Every line from the line containing "Target: van rear door" through the final line below is to be repeated exactly; no other line is.

▶ Data shown:
begin
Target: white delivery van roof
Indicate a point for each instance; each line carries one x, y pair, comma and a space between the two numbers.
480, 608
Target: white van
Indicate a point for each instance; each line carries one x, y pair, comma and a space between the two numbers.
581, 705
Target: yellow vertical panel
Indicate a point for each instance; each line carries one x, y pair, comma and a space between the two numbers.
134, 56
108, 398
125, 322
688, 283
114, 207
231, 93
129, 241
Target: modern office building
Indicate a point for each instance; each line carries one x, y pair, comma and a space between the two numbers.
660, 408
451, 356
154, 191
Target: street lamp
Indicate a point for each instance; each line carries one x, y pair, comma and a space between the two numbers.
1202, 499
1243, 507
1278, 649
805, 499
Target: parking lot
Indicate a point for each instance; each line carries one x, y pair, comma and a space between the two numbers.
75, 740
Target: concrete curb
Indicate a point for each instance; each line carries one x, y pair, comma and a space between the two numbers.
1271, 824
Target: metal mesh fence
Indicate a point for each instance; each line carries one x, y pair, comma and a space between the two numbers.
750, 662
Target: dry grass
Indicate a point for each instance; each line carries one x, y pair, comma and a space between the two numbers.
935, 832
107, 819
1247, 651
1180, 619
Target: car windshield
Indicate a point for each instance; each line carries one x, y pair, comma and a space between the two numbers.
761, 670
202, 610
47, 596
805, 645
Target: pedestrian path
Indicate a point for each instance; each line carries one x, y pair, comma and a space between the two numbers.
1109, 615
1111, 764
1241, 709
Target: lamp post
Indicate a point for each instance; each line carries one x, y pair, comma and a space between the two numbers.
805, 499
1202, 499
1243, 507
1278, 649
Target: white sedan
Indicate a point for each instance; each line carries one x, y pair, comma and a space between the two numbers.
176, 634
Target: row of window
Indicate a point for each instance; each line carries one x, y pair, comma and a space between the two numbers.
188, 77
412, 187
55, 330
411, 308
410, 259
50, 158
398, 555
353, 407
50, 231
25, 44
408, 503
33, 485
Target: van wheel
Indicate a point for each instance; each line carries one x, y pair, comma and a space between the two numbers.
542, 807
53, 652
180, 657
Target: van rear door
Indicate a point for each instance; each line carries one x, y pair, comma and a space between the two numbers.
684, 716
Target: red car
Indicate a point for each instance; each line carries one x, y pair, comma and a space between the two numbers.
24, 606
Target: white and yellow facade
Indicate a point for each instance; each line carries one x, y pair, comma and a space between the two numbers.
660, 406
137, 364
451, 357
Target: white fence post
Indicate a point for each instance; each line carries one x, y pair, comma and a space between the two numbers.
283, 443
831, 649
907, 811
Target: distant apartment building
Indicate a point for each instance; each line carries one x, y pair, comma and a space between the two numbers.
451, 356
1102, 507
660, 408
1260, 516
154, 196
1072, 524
end
▶ Solution below:
Target: van rear door
Indicate a point for each instance; each line carries one x, y pair, comma and a space between the two numbers.
684, 716
Target: red car
Indicate a point for each instance; each line carries one x, y pair, comma and a space between the two numbers.
24, 606
Target: white and yellow facade
Indicate a point for each instance; each line carries one x, y pair, comma and a space between the two numbers.
660, 406
137, 364
451, 357
Target: white fence post
Indicate a point for each instance; each line carries one x, y pair, comma and a space between the two numbers.
283, 443
831, 649
907, 811
Target: distant apartment building
Indicate a point for each instance; each line carries one x, y pair, comma and a space between the two numbers.
451, 356
1102, 507
660, 408
1260, 516
154, 196
1072, 524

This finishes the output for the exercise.